**TEXT:**
Dummerweise lässt sich dieser Streitpunkt auch nicht auf den avisierten Protestkundgebungen umschiffen. Bei einigen Genossen steht die Öffnung der Pipeline Nord-Stream-2 auf dem Forderungskatalog sowie die Beendigung der Russland-Sanktionen. Für einige Linke ist das ganz praktisch, denn so lässt sich der Umstand übertünchen, dass diese Genossen in den letzten Jahren für die sogenannte Energiewende eingetreten sind. Andere Genossen erfreuen sich wiederum vielleicht mehr an der Renaissance von Kohle- und Atomstrom, was ihnen die Distanz zu Russland erleichtert.

Zum 5. September nun hat die Linke zu einer Montagsdemonstration nach Leipzig gerufen. Groß sollte sie werden und den Protest der Anderen, der Nicht-Linken möglichst überstrahlen. Dass es einige Aufrechte störte, mit welcher Leichtigkeit die SED-Erben ein Markenzeichen jener Revolution okkupierten, die ihrer Partei einst die Macht nahm, konnten die Genossen problemlos ignorieren. Dieses und andere Markenzeichen dieses Sturzes einer Diktatur wurden inzwischen leider schon so oft und von so vielen Seiten unangemessen benutzt bis missbraucht, dass es nur noch wenige aufregt und die wären wahrscheinlich ohnehin nicht für Die Linke zu gewinnen gewesen.

Doch nun haben sich die Genossen eine Posse besonderer Güte geleistet. Ein Star der Linkspopulisten, die Genossin Sahra Wagenknecht, sollte als Rednerin in Leipzig auftreten. Die Frau ist quasi überparteilich populär, um ihr zu lauschen wäre vielleicht auch manch ein AfD-Wähler zur linken Protestdemo gekommen. Um in der Protest-Konkurrenz besser abzuschneiden, war sie eine ideale Besetzung. Doch dann wurde Wagenknecht offenbar wieder ausgeladen, wie sie selbst es darstellt auf Betreiben des thüringischen Ministerpräsidenten Ramelow. Ob und welche Genossen nun die Ein- und dann die Ausladung betrieben haben, ist nach dem gegenwärtigen Stand der Medienberichte unklar.

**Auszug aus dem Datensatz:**
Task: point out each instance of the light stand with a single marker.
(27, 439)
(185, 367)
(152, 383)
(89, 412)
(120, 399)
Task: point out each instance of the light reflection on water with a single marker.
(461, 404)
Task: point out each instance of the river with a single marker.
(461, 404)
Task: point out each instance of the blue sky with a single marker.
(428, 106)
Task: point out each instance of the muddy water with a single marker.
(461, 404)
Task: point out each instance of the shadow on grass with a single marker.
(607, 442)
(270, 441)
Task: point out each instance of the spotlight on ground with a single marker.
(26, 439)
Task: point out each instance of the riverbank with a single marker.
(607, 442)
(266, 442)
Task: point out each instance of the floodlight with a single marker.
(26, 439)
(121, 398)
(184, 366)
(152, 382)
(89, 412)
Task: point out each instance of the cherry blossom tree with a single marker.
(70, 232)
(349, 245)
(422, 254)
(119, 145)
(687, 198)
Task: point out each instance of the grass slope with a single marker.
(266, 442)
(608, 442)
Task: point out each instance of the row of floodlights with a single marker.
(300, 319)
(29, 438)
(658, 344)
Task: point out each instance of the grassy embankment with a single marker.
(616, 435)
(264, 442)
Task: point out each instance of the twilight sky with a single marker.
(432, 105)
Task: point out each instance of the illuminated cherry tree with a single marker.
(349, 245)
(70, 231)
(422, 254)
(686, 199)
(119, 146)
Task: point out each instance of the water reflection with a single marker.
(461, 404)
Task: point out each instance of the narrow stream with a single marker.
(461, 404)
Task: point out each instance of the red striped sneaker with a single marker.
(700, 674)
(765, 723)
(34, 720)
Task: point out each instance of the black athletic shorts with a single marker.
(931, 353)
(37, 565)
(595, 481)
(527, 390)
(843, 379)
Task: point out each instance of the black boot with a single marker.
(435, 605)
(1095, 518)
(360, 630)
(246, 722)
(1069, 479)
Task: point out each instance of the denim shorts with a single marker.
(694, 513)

**IHRE AUFGABE:**
Geben Sie im Text alles von „Dummerweise lässt sich“ bis hinunter zu „zu Russland erleichtert.“ wieder und benennen Sie dabei „Pipeline“ in „Gasleitung“ um. Die Datensätze stehen in keinem Zusammenhang mit dem Text.

**LÖSUNG:**
Dummerweise lässt sich dieser Streitpunkt auch nicht auf den avisierten Protestkundgebungen umschiffen. Bei einigen Genossen steht die Öffnung der Gasleitung Nord-Stream-2 auf dem Forderungskatalog sowie die Beendigung der Russland-Sanktionen. Für einige Linke ist das ganz praktisch, denn so lässt sich der Umstand übertünchen, dass diese Genossen in den letzten Jahren für die sogenannte Energiewende eingetreten sind. Andere Genossen erfreuen sich wiederum vielleicht mehr an der Renaissance von Kohle- und Atomstrom, was ihnen die Distanz zu Russland erleichtert.